**EXERCISE A:** In the Morocco earthquake article, how many days of national mourning did King Mohammed VI and the government declare?
**EXERCISE B:** List every aid organization that the Morocco earthquake article presents, in its own paragraph, as a way to help survivors.
**EXERCISE C:** From the Morocco earthquake article, copy the passage from "A rare, 6.8-magnitude" up to and including "escape the destruction.".
-------- PROVIDED TEXT
A rare, 6.8-magnitude earthquake struck Morocco late Friday, becoming the most powerful quake to hit the Middle Eastern country in 120 years. The seismic event was centered in the High Atlas mountainous region south of the city of Marrakesh, and was felt in coastal cities such as Casablanca. Photos and videos show ancient structures collapsing into rubble, and shocked residents running into the streets to escape the destruction.
At least 2,497 people have died and another 2,476 were injured because of the disaster as of Monday, with the toll expected to continue to rise as search-and-rescue teams reach remote areas, according to the Royal Moroccan Armed Forces, via ABC News. Per the World Health Organization, the disaster has affected more than 300,000 people.
King Mohammed VI and the country’s government have declared three days of national mourning. U.S. President Joe Biden announced Saturday that American officials have been in contact with Morocco to offer any help needed, and said a small team of disaster experts got to the country Sunday to assess the situation. Many other countries, including Turkey and France, have offered assistance; the United Kingdom and Spain had sent search-and-rescue teams as of Sunday.
“We are working expeditiously to ensure American citizens in Morocco are safe, and stand ready to provide any necessary assistance for the Moroccan people. The United States stands by Morocco and my friend King Mohammed VI at this difficult moment,” Biden said in a statement.
Ahead, see the ways in which you can help survivors after the tragedy.
Doctors Without Borders is one of the many organizations quickly responding to the disaster, sending teams to Morocco to assess local needs and provide aid for the injured. Send your donation here.
CARE's teams on the ground are helping provide emergency water, food, and medical support. You can help here.
Global Giving, which works with local nonprofit agencies, is collecting donations to help provide survivors with food, clean water, fuel, medicine, and shelter. Per the organization, the fund will then transition to focus on recovery and rebuilding efforts, as needs evolve.
UNICEF is assessing the current situation and humanitarian needs in Morocco, with a focus on children and families who may have been displaced by the quake, and could be in urgent need of shelter, safe water, medical care, protection and psychosocial support. They are accepting donations here.
Project HOPE is coordinating with SAMU, a Spanish medical emergency organization, and their emergency response teams are on the ground mobilizing and assessing the most urgent needs of survivors. Their focus is on assisting search and rescue operation to meet the growing need for medicines, care, and medical equipment. You can help here.
Islamic Relief USA is assessing survivors' most critical needs and identifying local humanitarian organizations to work with to deliver vital aid, including food, shelter, and healthcare. They are accepting donations here.
Direct Relief, a nonprofit that responds to major earthquake with long-term medical aid, is assessing immediate and near-term medical needs in coordination with local officials and agencies "to ensure efficiency and avoid bottlenecks that can occur when efforts to bring in personnel and material assistance converge in an area with damaged infrastructure." They are accepting donations here.
----------------
-------- RECORD EXTRACTS
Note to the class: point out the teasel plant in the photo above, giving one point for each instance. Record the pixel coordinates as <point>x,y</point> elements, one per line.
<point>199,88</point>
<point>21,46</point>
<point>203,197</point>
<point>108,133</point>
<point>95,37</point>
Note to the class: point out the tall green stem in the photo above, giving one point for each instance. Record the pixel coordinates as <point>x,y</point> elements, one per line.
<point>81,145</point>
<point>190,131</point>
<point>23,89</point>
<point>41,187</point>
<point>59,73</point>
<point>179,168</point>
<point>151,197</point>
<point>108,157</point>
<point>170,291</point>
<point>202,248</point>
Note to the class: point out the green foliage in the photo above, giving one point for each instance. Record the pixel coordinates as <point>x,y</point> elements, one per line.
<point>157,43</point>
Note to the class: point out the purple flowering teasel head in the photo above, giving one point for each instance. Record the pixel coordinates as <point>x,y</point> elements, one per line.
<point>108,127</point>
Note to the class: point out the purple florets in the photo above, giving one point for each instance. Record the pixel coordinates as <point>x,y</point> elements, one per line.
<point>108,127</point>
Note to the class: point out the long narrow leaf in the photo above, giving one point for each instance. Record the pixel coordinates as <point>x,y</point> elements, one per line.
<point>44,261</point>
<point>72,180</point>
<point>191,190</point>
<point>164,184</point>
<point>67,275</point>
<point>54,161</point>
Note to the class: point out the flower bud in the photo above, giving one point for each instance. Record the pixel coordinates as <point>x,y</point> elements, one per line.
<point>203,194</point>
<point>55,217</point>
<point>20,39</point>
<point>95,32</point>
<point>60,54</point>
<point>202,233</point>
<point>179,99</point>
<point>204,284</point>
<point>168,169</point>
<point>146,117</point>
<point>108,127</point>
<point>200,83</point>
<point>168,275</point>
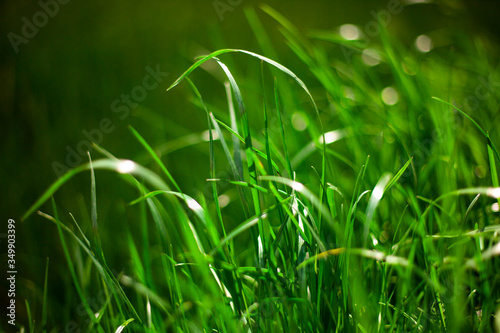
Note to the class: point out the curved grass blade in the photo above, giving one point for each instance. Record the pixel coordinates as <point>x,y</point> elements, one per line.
<point>122,326</point>
<point>377,194</point>
<point>119,166</point>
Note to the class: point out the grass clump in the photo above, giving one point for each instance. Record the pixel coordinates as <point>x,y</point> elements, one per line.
<point>359,199</point>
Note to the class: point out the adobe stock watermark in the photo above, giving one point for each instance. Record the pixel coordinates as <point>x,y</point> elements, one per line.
<point>121,107</point>
<point>221,6</point>
<point>29,30</point>
<point>371,29</point>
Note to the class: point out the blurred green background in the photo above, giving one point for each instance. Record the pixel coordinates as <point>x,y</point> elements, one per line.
<point>65,79</point>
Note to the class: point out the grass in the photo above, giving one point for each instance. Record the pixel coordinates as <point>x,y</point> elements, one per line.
<point>327,207</point>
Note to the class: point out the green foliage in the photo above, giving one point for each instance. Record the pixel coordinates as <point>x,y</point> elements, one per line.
<point>342,212</point>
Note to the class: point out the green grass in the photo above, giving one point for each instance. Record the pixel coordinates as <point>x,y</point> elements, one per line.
<point>372,218</point>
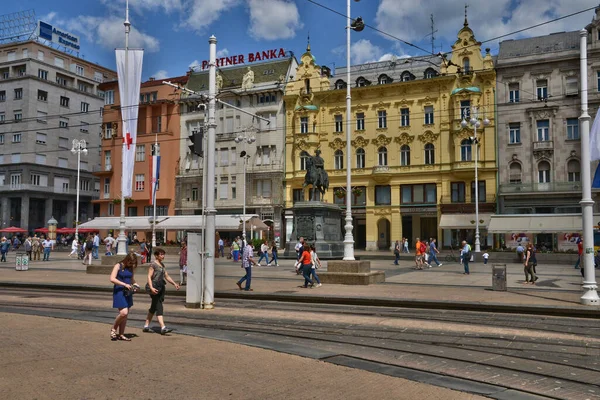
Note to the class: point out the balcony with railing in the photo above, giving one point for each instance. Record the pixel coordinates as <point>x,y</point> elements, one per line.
<point>549,187</point>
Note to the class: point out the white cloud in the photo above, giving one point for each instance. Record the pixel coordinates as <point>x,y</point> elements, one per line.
<point>273,19</point>
<point>162,74</point>
<point>405,21</point>
<point>364,51</point>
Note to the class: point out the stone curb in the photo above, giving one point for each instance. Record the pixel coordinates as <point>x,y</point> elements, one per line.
<point>558,311</point>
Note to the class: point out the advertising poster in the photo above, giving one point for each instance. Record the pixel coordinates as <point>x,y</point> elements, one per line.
<point>568,241</point>
<point>513,240</point>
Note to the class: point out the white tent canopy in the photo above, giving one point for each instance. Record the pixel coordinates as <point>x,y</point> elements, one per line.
<point>171,223</point>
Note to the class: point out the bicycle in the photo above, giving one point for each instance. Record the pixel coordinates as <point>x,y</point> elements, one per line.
<point>452,257</point>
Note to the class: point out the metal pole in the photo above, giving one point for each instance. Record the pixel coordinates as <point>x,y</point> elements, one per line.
<point>78,183</point>
<point>122,240</point>
<point>155,200</point>
<point>590,295</point>
<point>209,281</point>
<point>348,238</point>
<point>477,243</point>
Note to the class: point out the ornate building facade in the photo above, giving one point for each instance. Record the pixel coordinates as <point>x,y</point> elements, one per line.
<point>412,161</point>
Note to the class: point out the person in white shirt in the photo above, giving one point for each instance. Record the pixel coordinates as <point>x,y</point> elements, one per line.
<point>74,247</point>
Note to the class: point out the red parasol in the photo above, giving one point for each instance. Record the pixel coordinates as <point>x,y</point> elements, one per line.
<point>13,229</point>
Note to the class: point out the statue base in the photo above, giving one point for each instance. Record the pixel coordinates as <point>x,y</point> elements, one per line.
<point>319,224</point>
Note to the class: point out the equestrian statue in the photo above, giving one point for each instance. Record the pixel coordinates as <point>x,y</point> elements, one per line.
<point>315,175</point>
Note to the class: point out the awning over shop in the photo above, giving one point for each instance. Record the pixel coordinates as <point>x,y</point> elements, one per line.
<point>536,223</point>
<point>170,223</point>
<point>464,221</point>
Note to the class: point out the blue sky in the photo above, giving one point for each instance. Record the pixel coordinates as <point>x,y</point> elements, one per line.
<point>175,32</point>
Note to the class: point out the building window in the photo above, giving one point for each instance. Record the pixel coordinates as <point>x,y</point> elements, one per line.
<point>514,173</point>
<point>303,124</point>
<point>429,154</point>
<point>514,133</point>
<point>360,121</point>
<point>382,156</point>
<point>109,97</point>
<point>572,128</point>
<point>513,93</point>
<point>541,89</point>
<point>574,171</point>
<point>544,172</point>
<point>543,130</point>
<point>465,110</point>
<point>457,192</point>
<point>465,150</point>
<point>339,124</point>
<point>338,159</point>
<point>360,158</point>
<point>383,195</point>
<point>405,155</point>
<point>139,182</point>
<point>481,193</point>
<point>382,119</point>
<point>428,115</point>
<point>140,152</point>
<point>404,117</point>
<point>571,86</point>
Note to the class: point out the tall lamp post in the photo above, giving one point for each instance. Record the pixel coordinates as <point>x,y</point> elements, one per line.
<point>475,122</point>
<point>79,146</point>
<point>245,156</point>
<point>357,25</point>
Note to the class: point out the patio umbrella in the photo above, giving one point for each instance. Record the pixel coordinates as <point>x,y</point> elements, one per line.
<point>13,229</point>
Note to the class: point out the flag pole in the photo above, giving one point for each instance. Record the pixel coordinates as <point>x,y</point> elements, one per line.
<point>122,240</point>
<point>590,295</point>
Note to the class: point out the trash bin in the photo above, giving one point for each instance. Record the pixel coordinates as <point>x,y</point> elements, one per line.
<point>499,277</point>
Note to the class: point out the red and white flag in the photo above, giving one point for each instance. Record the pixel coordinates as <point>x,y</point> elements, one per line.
<point>155,174</point>
<point>130,79</point>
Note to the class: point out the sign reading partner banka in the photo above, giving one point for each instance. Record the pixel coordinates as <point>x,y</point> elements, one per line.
<point>249,58</point>
<point>55,35</point>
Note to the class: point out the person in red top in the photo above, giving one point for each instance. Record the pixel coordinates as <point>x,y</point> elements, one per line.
----------------
**YOUR RESPONSE A:** Three days.

**YOUR RESPONSE B:** Doctors Without Borders, CARE, Global Giving, UNICEF, Project HOPE, Islamic Relief USA, Direct Relief

**YOUR RESPONSE C:**
A rare, 6.8-magnitude earthquake struck Morocco late Friday, becoming the most powerful quake to hit the Middle Eastern country in 120 years. The seismic event was centered in the High Atlas mountainous region south of the city of Marrakesh, and was felt in coastal cities such as Casablanca. Photos and videos show ancient structures collapsing into rubble, and shocked residents running into the streets to escape the destruction.